Records for this task:
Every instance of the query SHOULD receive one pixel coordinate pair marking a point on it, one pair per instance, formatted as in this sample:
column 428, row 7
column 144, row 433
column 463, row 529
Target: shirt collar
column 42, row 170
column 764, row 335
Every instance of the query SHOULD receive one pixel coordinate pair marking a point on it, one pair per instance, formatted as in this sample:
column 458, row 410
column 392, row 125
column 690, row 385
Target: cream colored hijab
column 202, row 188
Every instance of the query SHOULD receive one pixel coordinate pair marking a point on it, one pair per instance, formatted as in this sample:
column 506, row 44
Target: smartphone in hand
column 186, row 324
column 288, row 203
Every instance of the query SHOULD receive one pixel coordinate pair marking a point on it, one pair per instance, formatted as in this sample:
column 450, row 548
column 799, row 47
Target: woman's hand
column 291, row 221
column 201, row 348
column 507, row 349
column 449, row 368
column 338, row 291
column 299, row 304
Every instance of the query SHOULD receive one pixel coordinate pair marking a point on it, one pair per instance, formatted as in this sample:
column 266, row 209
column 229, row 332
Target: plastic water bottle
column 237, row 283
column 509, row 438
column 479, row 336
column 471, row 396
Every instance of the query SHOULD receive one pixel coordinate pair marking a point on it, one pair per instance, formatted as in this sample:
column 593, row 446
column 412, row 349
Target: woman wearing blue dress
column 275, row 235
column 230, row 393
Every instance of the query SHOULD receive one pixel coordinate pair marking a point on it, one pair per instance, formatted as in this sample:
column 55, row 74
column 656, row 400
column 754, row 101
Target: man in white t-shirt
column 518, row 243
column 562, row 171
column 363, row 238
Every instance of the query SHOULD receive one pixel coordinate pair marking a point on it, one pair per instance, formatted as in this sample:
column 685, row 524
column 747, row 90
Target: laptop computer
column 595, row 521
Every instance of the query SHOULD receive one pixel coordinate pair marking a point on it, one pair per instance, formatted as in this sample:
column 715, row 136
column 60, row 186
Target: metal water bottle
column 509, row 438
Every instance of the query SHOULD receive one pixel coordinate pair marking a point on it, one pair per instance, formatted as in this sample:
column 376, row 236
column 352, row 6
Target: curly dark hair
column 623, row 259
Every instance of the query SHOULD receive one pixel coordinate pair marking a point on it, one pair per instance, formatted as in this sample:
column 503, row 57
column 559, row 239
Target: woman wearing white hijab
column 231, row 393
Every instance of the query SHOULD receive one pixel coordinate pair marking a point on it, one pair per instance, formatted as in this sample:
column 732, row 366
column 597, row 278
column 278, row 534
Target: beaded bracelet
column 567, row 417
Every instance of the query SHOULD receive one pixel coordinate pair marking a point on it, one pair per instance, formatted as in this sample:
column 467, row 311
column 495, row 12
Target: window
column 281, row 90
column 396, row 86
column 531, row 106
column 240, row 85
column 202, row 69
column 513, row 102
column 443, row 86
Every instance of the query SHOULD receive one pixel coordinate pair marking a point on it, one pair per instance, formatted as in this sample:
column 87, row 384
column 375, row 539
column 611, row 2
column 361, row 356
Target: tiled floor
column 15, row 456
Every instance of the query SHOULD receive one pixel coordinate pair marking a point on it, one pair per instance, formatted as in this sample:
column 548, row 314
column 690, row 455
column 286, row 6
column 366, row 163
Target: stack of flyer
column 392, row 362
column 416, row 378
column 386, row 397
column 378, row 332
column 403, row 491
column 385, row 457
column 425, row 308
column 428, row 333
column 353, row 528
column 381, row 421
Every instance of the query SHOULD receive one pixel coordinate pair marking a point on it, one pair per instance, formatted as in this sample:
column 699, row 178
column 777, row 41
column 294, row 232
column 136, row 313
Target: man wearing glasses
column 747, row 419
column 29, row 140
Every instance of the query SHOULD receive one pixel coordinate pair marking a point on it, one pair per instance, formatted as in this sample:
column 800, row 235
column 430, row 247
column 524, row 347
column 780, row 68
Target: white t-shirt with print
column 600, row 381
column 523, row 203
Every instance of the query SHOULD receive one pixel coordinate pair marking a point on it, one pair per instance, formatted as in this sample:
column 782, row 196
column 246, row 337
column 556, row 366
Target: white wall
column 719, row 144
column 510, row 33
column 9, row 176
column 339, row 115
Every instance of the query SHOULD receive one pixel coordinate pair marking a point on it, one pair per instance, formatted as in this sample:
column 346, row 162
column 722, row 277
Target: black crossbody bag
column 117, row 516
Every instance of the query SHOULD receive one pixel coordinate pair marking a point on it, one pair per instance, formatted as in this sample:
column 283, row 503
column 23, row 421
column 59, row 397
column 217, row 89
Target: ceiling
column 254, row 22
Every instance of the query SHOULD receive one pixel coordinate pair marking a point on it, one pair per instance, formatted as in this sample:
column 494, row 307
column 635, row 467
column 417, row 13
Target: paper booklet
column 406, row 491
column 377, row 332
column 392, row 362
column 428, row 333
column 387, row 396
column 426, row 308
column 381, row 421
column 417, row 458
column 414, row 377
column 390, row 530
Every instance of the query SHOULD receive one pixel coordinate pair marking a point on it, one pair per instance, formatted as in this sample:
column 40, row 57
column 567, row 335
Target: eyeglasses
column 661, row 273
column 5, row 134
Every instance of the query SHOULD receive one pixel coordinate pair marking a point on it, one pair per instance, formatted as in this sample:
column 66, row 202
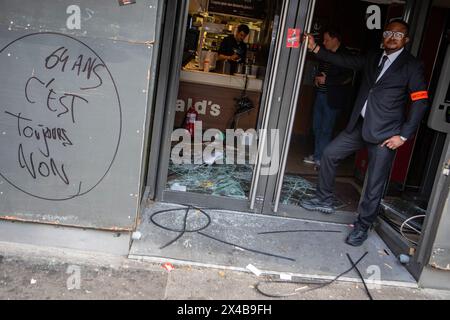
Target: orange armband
column 419, row 95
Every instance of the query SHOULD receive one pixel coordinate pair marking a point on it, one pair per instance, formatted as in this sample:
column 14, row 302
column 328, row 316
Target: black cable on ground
column 321, row 284
column 183, row 231
column 300, row 231
column 361, row 277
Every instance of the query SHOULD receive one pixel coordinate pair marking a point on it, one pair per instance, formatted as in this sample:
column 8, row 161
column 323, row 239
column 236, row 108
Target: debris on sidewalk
column 168, row 266
column 254, row 270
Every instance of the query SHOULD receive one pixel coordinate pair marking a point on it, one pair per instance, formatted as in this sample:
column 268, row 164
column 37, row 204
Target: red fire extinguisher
column 191, row 118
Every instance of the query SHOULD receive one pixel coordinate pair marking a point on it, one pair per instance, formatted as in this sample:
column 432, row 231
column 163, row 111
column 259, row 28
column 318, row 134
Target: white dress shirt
column 390, row 60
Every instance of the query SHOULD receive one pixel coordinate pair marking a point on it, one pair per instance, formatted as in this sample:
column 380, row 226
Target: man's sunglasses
column 396, row 35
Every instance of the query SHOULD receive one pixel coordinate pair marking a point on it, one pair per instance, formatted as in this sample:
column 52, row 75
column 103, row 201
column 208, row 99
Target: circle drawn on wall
column 60, row 116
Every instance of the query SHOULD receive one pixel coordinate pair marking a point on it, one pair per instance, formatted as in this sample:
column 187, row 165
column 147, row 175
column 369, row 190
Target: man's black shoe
column 315, row 204
column 357, row 237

Prompt:
The reply must consist of the records, repeated exactly, minus any images.

The answer:
Every instance of the query SHOULD receive one pixel coordinate pair marking a point on it, one pair per instance, formatted as in this sample:
column 428, row 7
column 144, row 433
column 463, row 529
Target: shirt collar
column 42, row 170
column 764, row 335
Every instance of the query SHOULD receive one pixel coordinate pair marking a point on it, one pair per instance, formatted as in this sample:
column 458, row 410
column 392, row 125
column 690, row 385
Target: cream colored hijab
column 202, row 188
Every instance of the query SHOULD receive one pixel coordinate pair marking a point on it, one pair per instance, formatted as in this sample:
column 506, row 44
Target: smartphone in hand
column 186, row 324
column 288, row 203
Every instance of the query SHOULD receive one pixel coordinate pair marking a point on it, one pair per instance, formatted as in this sample:
column 450, row 548
column 799, row 47
Target: woman's hand
column 291, row 221
column 201, row 348
column 507, row 349
column 449, row 368
column 338, row 291
column 299, row 304
Every instance of the query SHOULD receive one pixel coordinate pair marking a point on it, one pair per instance, formatted as in this sample:
column 266, row 209
column 229, row 332
Target: plastic water bottle
column 237, row 283
column 509, row 438
column 479, row 336
column 471, row 396
Every instance of the query SHOULD receive one pixel coordinate pair marking a point on it, one pair per instance, formatted as in this sample:
column 593, row 446
column 412, row 349
Target: woman wearing blue dress
column 275, row 235
column 230, row 393
Every instance of the query SHOULD receive one pixel coordinate pair marking a point on it, one pair per instance, formatted as in this sample:
column 55, row 74
column 656, row 400
column 754, row 101
Target: man in white t-shirt
column 518, row 243
column 562, row 171
column 363, row 238
Every instance of the query SHOULD receive one pixel coordinate pair marking a point on it, one pair per instance, formatted as in this sample:
column 685, row 524
column 747, row 90
Target: laptop computer
column 595, row 521
Every instance of the query SHOULD receive one pixel coordinate pair marking a point on it, one pair per instance, formatted as in this sample:
column 715, row 136
column 60, row 186
Target: metal water bottle
column 509, row 438
Every instance of the query SHOULD receive one pixel coordinate pair marking a point on it, one pair per instance, formatted as in this sample:
column 376, row 236
column 352, row 6
Target: curly dark hair
column 623, row 259
Every instance of the query SHOULD receive one pixel coordinate pair marking a point on it, one pair per instance, formatted as in this sample:
column 503, row 57
column 559, row 239
Target: woman wearing white hijab
column 231, row 393
Every instance of the query SHOULD receive one pixel coordinate pair marking a point on it, one pair per instance, formatted as in this sample:
column 732, row 366
column 597, row 278
column 278, row 534
Target: beaded bracelet
column 567, row 417
Every instance of the query SHOULD receive one pixel coordinate pair marking a point on it, one pair per instance, formatted as in this sample:
column 467, row 311
column 495, row 12
Target: window
column 281, row 90
column 396, row 86
column 531, row 106
column 240, row 85
column 202, row 69
column 513, row 102
column 443, row 86
Every instance of the query SHOULD receive one pixel coordinate pair marking a point on it, one pair per instance, formatted as in this sample:
column 87, row 384
column 375, row 539
column 611, row 2
column 361, row 356
Target: tiled floor
column 15, row 456
Every instance of the query SHOULD receive one pixel coordinate pair marking a point on it, one pair per instance, formatted as in this sample:
column 548, row 314
column 690, row 455
column 286, row 6
column 366, row 163
Target: stack of flyer
column 392, row 362
column 416, row 378
column 386, row 397
column 378, row 332
column 403, row 491
column 385, row 457
column 425, row 308
column 428, row 333
column 353, row 528
column 381, row 421
Every instance of the query SHOULD receive one pixel coordinate pair marking a point on it, one pair per instance, formatted as in this sample:
column 699, row 178
column 777, row 41
column 294, row 232
column 136, row 313
Target: man wearing glasses
column 747, row 419
column 29, row 140
Every instance of the query SHOULD receive one pixel coordinate pair marking a point on it, one pair per instance, formatted as in this sample:
column 800, row 235
column 430, row 247
column 524, row 347
column 780, row 68
Target: white t-shirt with print
column 600, row 381
column 523, row 203
Every instance of the query SHOULD receive one pixel coordinate pair marking a point on it, one pair per instance, formatted as in this sample:
column 782, row 196
column 246, row 337
column 556, row 366
Target: white wall
column 719, row 144
column 510, row 33
column 9, row 176
column 339, row 115
Every instance of the query SHOULD receive one pixel coordinate pair marking a point on it, one pair per instance, formatted as in this sample:
column 346, row 162
column 722, row 277
Target: black crossbody bag
column 117, row 516
Every instance of the query SHOULD receive one pixel coordinate pair marking a point on it, one pair per instance, formatted as in this sample:
column 283, row 503
column 23, row 421
column 59, row 397
column 217, row 89
Target: ceiling
column 254, row 22
Every instance of the query SHOULD receive one pixel coordinate pair marking a point on it, one pair per instance, formatted as in this sample:
column 494, row 307
column 635, row 467
column 417, row 13
Target: paper booklet
column 406, row 491
column 377, row 332
column 392, row 362
column 428, row 333
column 387, row 396
column 426, row 308
column 381, row 421
column 417, row 458
column 414, row 377
column 390, row 530
Every instance of the query SHOULD receive one pixel coordinate pair marking a point on it, one pair per instance, formatted as in this sample:
column 40, row 57
column 567, row 335
Target: eyeglasses
column 661, row 273
column 5, row 134
Every instance of the query SHOULD receive one pixel coordinate pair marking a point on it, one pair per instance, formatted as in this sample:
column 66, row 202
Target: orange armband
column 419, row 95
Every instance of the query SHOULD receive one pixel coordinate pair marking a point on it, one pair per instance, formatted as in this sample:
column 14, row 302
column 328, row 316
Target: black cable on ground
column 321, row 284
column 183, row 231
column 300, row 231
column 361, row 277
Every instance of the query SHOULD receive one pixel coordinate pair marking a point on it, one pair per instance, formatted as in this sample:
column 8, row 161
column 323, row 239
column 236, row 108
Target: debris on sidewalk
column 168, row 266
column 254, row 270
Every instance of the query SHOULD receive one pixel coordinate pair marking a point on it, one pair per instance, formatted as in this sample:
column 268, row 164
column 37, row 204
Target: red fire extinguisher
column 191, row 118
Every instance of the query SHOULD receive one pixel coordinate pair marking a point on it, one pair per instance, formatted as in this sample:
column 432, row 231
column 163, row 111
column 259, row 28
column 318, row 134
Target: white dress shirt
column 390, row 60
Every instance of the query SHOULD receive one pixel coordinate pair marking a point on it, one pair per instance, formatted as in this sample:
column 380, row 226
Target: man's sunglasses
column 396, row 35
Every instance of the query SHOULD receive one pixel coordinate pair marking a point on it, one pair per instance, formatted as in this sample:
column 52, row 75
column 103, row 201
column 208, row 99
Target: circle drawn on wall
column 60, row 116
Every instance of the query SHOULD receive one pixel coordinate pair marking a point on it, one pair per instance, formatted as in this sample:
column 187, row 165
column 147, row 175
column 369, row 190
Target: man's black shoe
column 315, row 204
column 357, row 237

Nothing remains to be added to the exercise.